Exercise A: Rewrite the paragraph beginning "Here are some day shots" in the forum thread on the lighting and grille install more briefly, keeping its main facts.

Start of Text section

# Installed SpyderAuto Lights (w/HIDs) and West Coast Speed SAP Grilles



## LS2 MN6 (Jul 14, 2010)

So yesterday I installed my SpyderAuto lights (with an HID kit) and the WCS SAP Grilles. Car looks much nicer now.

Here are some day shots (I'll post night later). I'm a little disapointed that the Halo's are not brighter in the day time (like the BMW ones) you can barely tell they are on.

No Lights On


















Halo's On (they come on with Ignition)


















Lights On


----------



## Mike_V (Mar 10, 2006)

That looks so perfect. Far superior to just throwing HIDs into the stock housing.


----------



## LS2 MN6 (Jul 14, 2010)

Thanks!

I'm trying to wire my Fog Lamps to my DRL's next (disconnecting the DRL from the Low Beams). Since both use Relay Grounds to complete the circuit.

End of Text section
Start of Input material

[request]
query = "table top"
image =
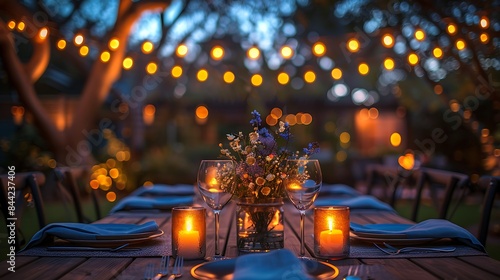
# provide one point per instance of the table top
(63, 265)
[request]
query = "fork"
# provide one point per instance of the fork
(177, 269)
(391, 250)
(163, 271)
(149, 272)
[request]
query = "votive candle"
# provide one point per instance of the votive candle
(331, 232)
(188, 232)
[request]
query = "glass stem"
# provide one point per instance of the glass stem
(302, 217)
(216, 213)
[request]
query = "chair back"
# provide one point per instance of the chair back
(17, 191)
(385, 177)
(436, 180)
(490, 185)
(72, 179)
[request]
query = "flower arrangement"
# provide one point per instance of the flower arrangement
(260, 159)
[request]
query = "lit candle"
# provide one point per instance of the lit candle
(189, 242)
(331, 232)
(331, 241)
(188, 232)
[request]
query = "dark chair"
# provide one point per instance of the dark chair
(435, 181)
(490, 185)
(75, 180)
(387, 178)
(19, 190)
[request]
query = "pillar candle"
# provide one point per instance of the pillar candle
(331, 242)
(189, 244)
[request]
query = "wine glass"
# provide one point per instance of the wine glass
(215, 181)
(302, 185)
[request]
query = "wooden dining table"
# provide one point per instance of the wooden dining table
(40, 263)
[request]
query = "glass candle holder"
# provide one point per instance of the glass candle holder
(331, 232)
(188, 232)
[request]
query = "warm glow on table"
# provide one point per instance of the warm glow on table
(189, 241)
(331, 241)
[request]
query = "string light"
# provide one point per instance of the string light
(388, 41)
(147, 47)
(11, 25)
(181, 50)
(176, 71)
(114, 44)
(336, 73)
(451, 28)
(283, 78)
(413, 59)
(128, 62)
(437, 52)
(151, 68)
(21, 25)
(78, 40)
(44, 32)
(228, 77)
(484, 22)
(105, 56)
(309, 77)
(484, 38)
(389, 64)
(202, 75)
(286, 52)
(353, 45)
(61, 44)
(84, 50)
(363, 69)
(256, 80)
(217, 53)
(253, 53)
(319, 49)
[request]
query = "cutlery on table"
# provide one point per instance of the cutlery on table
(163, 271)
(80, 248)
(391, 250)
(177, 269)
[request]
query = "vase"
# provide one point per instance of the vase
(259, 225)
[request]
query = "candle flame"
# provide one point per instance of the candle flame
(294, 186)
(189, 224)
(213, 182)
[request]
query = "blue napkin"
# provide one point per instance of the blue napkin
(164, 190)
(278, 264)
(338, 189)
(80, 231)
(146, 203)
(359, 202)
(432, 228)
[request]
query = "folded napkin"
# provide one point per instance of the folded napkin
(164, 190)
(279, 264)
(359, 202)
(141, 203)
(80, 231)
(432, 228)
(338, 189)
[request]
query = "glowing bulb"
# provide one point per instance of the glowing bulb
(319, 49)
(452, 29)
(286, 52)
(388, 40)
(253, 53)
(353, 45)
(147, 47)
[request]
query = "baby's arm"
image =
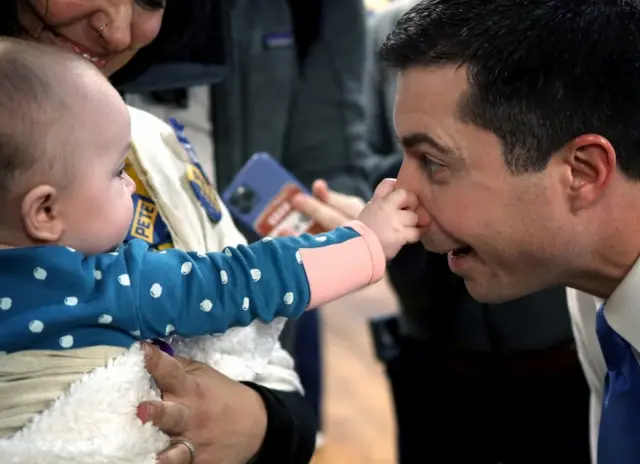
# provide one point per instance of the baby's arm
(194, 294)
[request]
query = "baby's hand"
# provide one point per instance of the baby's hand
(391, 215)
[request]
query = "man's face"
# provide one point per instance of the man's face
(516, 226)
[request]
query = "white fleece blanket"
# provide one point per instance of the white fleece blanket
(95, 421)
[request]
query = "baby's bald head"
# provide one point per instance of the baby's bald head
(36, 92)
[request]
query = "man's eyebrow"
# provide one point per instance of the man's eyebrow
(417, 138)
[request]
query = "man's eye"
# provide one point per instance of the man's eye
(431, 166)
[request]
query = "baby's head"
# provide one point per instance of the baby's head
(64, 137)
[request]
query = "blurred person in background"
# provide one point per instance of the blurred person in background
(501, 381)
(211, 417)
(295, 91)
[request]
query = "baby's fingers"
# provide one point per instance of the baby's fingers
(412, 234)
(408, 218)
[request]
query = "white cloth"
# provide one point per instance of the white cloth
(95, 420)
(622, 311)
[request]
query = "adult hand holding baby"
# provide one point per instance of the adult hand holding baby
(224, 421)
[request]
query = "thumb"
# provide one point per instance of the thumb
(320, 190)
(384, 188)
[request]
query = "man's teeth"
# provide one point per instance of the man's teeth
(89, 57)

End of Input material

Exercise B: Work out how many lines of the listing above contain the string "votive", with case counting. Reply with the number alone.

Complete output A: These are daytime photos, and nighttime ones will follow. The halos are disappointingly dim in daylight, unlike the BMW ones, and are barely noticeable when on.

Complete output B: 2